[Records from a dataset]
···

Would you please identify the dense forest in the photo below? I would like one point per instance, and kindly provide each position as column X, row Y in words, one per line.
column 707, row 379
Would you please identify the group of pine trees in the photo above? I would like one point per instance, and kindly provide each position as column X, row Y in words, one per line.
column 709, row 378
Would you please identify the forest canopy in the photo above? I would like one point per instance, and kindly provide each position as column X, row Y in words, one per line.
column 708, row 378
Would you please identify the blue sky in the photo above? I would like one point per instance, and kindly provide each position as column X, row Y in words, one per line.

···

Task description
From the records above, extract every entry exactly as given.

Expected answer
Would you please identify the dense forest in the photo below? I would like one point per instance, and kindly provide each position as column X, row Y in words, one per line.
column 707, row 379
Would you please identify the group of pine trees in the photo above? I would like one point per instance, and kindly provide each position as column X, row Y in words, one per line.
column 709, row 378
Would you please identify the forest canopy in the photo above? I would like one point per instance, and kindly provide each position as column X, row Y in words, one per line.
column 708, row 378
Would you please identify the blue sky in the photo above? I would like one point per instance, and kindly provide each position as column X, row Y in words, one per line.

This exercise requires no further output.